Extracted text —
>>>>>
The Conceptual Description of Physical Activities

A system has been designed to translate connected sequences of visual images of physical activities into conceptual descriptions. The representation of such activities is based on a canonical verb of motion so that the conceptual description will be compatible with semantic networks in natural language understanding systems. A case structure is described which is derived from the kinds of information obtainable in image data. A possible solution is presented to the problem of segmenting the temporal information stream into linguistically and physically meaningful events. An example is given for a simple scenario, showing part of the derivation of the lowest level events. The results of applying certain condensations to these events show how details can be systematically eliminated to produce simpler, more general, and hence shorter, descriptions.

This research was primarily supported by Canadian Defense Research Board grant 9820-11, and partially by National Science Foundation grant ENG75-10535.

If we view a motion picture such as illustrated in Figure 1, we are able to give a description of the physical activities in the scenario. This description is linguistic in the sense that the words used express our recognition of objects and movements as conceptual entities. A system for performing a sizeable part of this transformation of visual data into conceptual descriptions has been designed. It is described in Badler (1975); here we will present one small part of the system which is concerned with the organization of abstracted data from successive images of the scenario.
<<<<<
Written exercise A — In the entries, from the line with "Category: the open magazine page" up to and including the line with "pixel 695 580", swap "Keypoints" for "Points" and write those lines out again with nothing else altered.

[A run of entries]
>>>>>
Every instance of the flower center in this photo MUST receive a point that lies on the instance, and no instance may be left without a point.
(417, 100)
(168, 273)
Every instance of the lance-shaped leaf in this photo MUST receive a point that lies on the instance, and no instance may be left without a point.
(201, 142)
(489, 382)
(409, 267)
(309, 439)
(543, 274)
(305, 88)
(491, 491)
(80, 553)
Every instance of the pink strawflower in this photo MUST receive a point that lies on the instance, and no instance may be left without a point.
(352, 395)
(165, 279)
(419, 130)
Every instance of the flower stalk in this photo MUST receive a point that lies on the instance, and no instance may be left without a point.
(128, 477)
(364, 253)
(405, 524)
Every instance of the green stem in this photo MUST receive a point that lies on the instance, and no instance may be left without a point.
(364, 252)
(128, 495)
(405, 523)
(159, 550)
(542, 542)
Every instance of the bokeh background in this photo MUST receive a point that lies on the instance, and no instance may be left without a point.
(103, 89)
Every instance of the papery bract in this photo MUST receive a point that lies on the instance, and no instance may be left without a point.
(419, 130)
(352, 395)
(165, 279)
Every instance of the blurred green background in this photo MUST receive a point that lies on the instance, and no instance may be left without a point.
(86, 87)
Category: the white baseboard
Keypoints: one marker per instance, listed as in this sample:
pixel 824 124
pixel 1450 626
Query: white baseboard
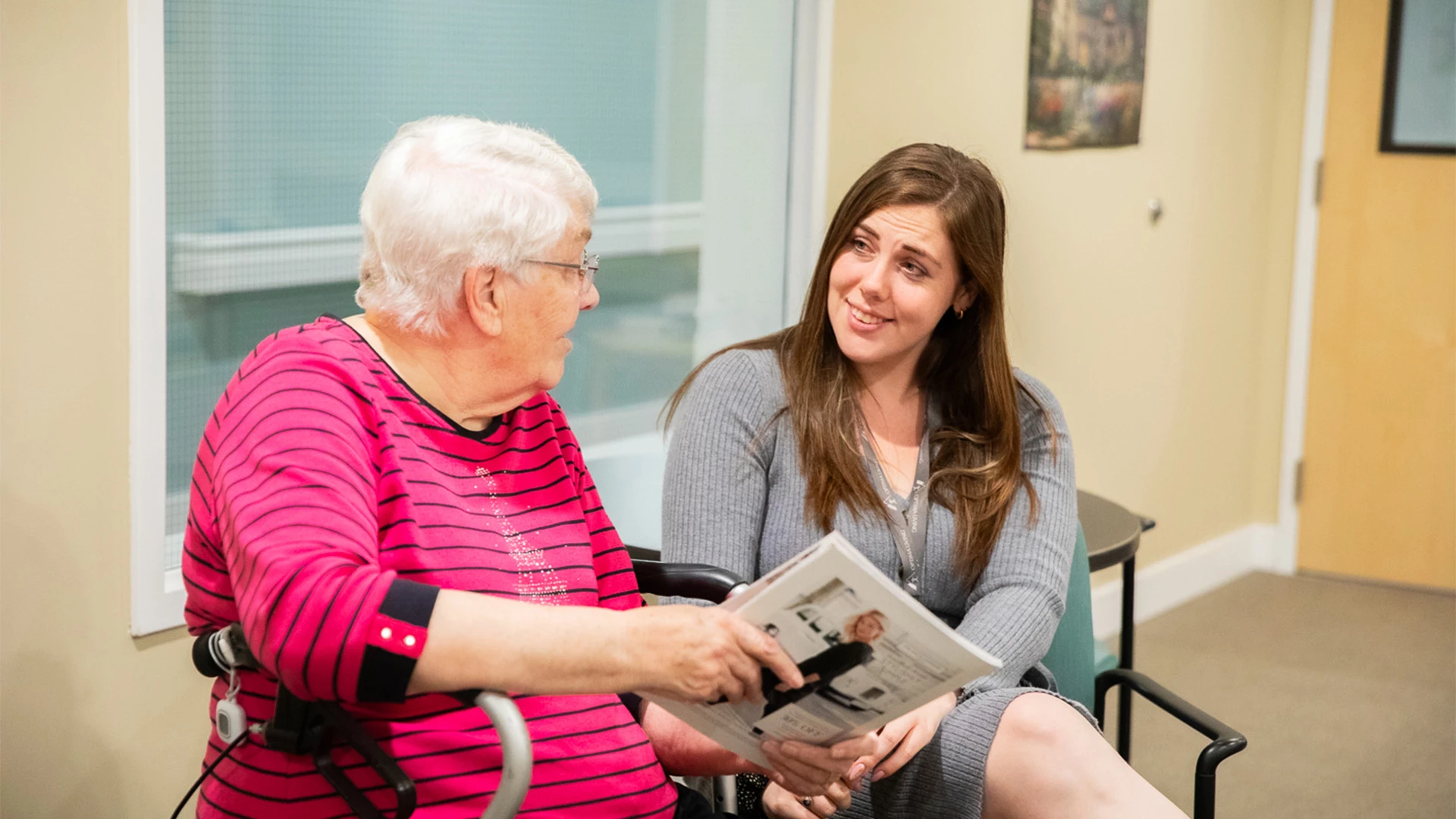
pixel 1175 580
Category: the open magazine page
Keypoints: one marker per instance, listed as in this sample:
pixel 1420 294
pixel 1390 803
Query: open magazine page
pixel 867 649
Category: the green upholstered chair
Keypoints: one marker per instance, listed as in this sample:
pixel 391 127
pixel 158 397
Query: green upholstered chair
pixel 1075 664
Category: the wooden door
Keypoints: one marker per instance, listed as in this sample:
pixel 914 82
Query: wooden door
pixel 1379 484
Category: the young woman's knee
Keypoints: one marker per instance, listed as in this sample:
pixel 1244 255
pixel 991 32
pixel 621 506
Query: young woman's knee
pixel 1041 723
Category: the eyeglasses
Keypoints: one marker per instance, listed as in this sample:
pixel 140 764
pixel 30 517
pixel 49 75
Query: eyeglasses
pixel 587 268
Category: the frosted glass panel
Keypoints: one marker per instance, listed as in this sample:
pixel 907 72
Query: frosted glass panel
pixel 1424 83
pixel 277 110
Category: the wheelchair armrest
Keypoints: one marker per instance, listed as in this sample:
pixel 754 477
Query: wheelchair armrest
pixel 1226 742
pixel 695 580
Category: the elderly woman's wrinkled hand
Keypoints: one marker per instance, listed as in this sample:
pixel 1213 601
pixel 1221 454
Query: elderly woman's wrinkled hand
pixel 702 654
pixel 780 803
pixel 810 770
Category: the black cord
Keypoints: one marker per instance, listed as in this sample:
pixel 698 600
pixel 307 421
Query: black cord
pixel 199 783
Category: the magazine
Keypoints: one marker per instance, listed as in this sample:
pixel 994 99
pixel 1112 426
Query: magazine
pixel 868 651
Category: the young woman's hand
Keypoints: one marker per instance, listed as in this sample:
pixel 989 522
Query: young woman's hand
pixel 900 741
pixel 780 803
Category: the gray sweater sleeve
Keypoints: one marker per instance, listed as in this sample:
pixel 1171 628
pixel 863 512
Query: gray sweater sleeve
pixel 717 479
pixel 1015 607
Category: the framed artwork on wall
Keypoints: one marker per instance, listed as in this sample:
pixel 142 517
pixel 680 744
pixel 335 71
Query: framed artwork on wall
pixel 1085 74
pixel 1419 111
<<<<<
Written exercise B — Carry on the text about the conceptual description of physical activities, starting right after its final sentence.

Right answer A —
Category: the open magazine page
Points: one marker per instance, listed as in this sample:
pixel 1420 294
pixel 1390 803
Query: open magazine page
pixel 867 649
Category: the green upholstered chair
Points: one marker per instance, listed as in this sample:
pixel 391 127
pixel 158 397
Query: green upholstered chair
pixel 1075 664
Category: the wooden door
Points: one marker per instance, listed as in this sample:
pixel 914 82
Query: wooden door
pixel 1379 484
Category: the young woman's knee
Points: one marker per instance, listed as in this sample:
pixel 1244 255
pixel 991 32
pixel 621 506
Query: young woman's knee
pixel 1041 723
Category: the eyeglasses
Points: one marker per instance, listed as in this sample:
pixel 140 764
pixel 30 517
pixel 49 75
Query: eyeglasses
pixel 587 268
Category: the frosted glass panel
Points: one marker per instance, listed as in this sample:
pixel 907 72
Query: frosted glass panel
pixel 1424 83
pixel 277 110
Category: the wheelchair armrest
Points: one marker per instance, listed as in this sample:
pixel 754 477
Query: wheelchair armrest
pixel 1226 742
pixel 695 580

Right answer B —
We are interested in a possible solution to the following problem: Given that a conceptual description of a scenario is to be generated, how is it decided where one verb instance starts and another ends? In other words, we seek computational criteria which separate visual experience into discrete chunks or events. By organizing the representation of an event into a case structure for a canonical motion verb, events can be described in linguistic terms. Verbs of motion have been investigated directly or indirectly by Miller (1972), Hendrix et al (1973a, 1973b), Martin (1973), and Schank (1973); semantic databases using variants of case structure verb representations (Fillmore(1968)) include Winograd (1972), Rumelhart et al (1972), and Simmons (1973).

We are concerned with physical movements of rigid or jointed objects so that motions may be restricted to translations and rotations. Objects may appear or disappear and the observer is free to move about. The resulting activities are combinations of these where observer motions are factored out if at all possible. We assume that the scenarios contain recognizable objects exhibiting physically possible, and preferably natural, motions.

A particular activity might consist of a single event, a sequence of events, sets of event sequences, or hierarchic organizations of events. The concept of walking is a good example of the last. Events are the basic building blocks of the conceptual description, and our events indicate the motions of objects. The interpretation of motion in terms of causal relationships is generally beyond the scope of the current system, although a semantic inference component could be included, Our descriptions consist mostly of observation of motion in context rather than explanation of why motion occurred.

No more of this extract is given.